» Records to process
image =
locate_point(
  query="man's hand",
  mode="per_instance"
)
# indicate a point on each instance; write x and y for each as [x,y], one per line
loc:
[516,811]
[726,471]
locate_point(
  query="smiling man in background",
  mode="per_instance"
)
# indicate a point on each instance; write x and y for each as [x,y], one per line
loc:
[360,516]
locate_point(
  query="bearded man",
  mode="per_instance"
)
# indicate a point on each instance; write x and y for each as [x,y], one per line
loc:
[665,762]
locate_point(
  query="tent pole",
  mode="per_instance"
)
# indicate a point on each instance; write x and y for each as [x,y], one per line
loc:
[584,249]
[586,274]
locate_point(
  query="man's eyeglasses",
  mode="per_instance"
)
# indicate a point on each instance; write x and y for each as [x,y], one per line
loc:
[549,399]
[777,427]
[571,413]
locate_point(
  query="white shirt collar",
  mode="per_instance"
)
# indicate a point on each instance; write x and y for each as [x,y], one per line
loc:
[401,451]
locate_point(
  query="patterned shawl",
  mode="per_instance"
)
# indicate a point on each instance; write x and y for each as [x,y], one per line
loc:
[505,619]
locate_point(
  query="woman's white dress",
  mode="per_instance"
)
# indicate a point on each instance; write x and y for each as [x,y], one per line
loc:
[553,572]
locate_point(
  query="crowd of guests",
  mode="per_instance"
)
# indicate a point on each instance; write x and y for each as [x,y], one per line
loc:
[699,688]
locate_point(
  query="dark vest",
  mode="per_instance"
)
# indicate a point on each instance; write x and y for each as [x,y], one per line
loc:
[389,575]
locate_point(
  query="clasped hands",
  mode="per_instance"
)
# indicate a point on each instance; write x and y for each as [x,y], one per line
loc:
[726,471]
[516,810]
==
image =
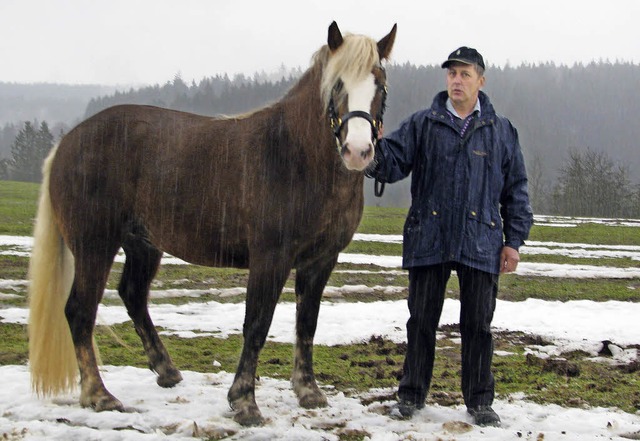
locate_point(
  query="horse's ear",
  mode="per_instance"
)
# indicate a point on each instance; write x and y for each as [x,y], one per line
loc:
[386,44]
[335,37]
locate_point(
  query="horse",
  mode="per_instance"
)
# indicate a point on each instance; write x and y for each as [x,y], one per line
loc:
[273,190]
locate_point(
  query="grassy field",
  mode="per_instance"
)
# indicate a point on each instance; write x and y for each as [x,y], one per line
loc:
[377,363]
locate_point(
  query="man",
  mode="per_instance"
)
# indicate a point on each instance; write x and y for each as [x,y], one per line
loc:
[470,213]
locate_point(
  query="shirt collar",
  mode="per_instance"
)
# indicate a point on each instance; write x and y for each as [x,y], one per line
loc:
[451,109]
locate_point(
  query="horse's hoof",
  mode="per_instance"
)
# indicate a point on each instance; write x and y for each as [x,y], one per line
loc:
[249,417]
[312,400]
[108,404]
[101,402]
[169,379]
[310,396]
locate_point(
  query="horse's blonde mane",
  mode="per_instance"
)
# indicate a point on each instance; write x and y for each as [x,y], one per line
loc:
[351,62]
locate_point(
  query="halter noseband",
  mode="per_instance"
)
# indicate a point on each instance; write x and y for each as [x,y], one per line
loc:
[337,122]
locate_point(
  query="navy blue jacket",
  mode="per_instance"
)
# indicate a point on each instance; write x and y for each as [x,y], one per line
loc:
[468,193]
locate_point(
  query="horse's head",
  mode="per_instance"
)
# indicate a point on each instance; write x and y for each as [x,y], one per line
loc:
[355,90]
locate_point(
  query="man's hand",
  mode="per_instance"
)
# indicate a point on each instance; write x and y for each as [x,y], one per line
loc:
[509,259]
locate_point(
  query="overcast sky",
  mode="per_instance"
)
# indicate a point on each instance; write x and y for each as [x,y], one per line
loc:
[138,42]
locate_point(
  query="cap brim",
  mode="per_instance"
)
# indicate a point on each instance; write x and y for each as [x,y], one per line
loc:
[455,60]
...
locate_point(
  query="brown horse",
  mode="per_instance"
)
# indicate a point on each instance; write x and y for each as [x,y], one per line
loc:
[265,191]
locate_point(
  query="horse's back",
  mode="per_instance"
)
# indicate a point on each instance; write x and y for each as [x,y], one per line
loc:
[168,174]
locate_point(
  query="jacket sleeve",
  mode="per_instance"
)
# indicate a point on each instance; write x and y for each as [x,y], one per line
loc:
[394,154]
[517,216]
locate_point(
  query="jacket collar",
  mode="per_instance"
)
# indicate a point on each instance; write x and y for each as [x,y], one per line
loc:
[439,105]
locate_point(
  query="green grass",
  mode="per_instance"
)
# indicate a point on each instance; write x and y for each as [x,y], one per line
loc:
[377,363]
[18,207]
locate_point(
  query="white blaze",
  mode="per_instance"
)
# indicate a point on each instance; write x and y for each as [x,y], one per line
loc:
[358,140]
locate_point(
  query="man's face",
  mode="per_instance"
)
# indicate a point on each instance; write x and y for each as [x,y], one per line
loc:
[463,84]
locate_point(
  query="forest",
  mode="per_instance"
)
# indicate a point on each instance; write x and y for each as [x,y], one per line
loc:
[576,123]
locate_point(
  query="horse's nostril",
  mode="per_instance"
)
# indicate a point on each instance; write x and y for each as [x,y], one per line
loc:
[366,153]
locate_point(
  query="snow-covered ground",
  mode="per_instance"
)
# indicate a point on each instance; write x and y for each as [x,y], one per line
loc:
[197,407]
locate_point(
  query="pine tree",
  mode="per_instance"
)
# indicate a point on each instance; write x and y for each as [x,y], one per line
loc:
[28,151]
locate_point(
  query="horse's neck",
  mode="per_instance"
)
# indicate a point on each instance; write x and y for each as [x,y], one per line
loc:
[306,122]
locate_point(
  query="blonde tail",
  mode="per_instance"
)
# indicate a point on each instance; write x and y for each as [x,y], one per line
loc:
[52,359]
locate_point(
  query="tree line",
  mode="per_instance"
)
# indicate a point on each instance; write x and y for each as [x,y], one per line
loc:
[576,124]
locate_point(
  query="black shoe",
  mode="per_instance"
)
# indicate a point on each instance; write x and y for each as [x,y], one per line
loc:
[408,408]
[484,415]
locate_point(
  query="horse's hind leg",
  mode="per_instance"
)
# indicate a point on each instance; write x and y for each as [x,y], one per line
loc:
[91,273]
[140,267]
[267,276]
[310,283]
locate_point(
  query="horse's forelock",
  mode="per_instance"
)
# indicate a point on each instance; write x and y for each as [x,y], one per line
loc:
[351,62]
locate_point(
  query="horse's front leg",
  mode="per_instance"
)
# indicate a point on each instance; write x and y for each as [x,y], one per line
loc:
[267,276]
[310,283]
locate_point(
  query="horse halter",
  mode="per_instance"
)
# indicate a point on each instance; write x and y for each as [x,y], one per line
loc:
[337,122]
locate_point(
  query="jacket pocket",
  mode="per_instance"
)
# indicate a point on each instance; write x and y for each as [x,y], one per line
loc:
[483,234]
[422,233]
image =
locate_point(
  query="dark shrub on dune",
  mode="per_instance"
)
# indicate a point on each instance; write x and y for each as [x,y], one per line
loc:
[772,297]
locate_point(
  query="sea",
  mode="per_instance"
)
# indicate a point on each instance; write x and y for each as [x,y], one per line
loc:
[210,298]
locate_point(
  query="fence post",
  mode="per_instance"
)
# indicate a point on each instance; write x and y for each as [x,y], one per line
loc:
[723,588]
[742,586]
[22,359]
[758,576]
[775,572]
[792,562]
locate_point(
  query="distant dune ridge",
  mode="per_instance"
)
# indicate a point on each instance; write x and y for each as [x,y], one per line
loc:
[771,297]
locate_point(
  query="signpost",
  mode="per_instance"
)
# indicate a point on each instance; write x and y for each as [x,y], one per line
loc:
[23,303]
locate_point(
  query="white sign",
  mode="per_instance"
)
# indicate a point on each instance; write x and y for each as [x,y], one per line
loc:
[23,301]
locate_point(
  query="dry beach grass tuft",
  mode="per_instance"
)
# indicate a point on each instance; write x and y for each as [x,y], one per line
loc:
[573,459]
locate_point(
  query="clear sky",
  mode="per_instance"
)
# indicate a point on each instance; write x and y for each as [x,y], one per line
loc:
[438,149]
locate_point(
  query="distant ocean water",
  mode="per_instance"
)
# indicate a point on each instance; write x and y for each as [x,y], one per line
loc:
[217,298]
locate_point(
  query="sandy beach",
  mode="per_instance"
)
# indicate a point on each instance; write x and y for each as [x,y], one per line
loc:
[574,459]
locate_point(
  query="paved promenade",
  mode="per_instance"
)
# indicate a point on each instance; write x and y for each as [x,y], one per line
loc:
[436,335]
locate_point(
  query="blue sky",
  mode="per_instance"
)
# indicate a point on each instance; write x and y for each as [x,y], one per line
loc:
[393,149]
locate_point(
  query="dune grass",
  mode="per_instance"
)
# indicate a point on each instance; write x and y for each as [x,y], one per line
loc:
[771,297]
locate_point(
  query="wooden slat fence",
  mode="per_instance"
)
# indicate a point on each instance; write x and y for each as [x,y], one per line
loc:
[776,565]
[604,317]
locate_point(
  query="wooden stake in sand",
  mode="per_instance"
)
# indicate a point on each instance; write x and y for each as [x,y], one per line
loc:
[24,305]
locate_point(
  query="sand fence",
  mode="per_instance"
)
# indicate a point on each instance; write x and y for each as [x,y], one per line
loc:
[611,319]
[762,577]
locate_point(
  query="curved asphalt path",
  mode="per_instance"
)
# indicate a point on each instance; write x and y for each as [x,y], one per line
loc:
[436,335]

» Aim
Report how many lines in the data above contain the string "jacket", treating uppercase and lowercase as distinct, and give only that number.

» Solved problem
4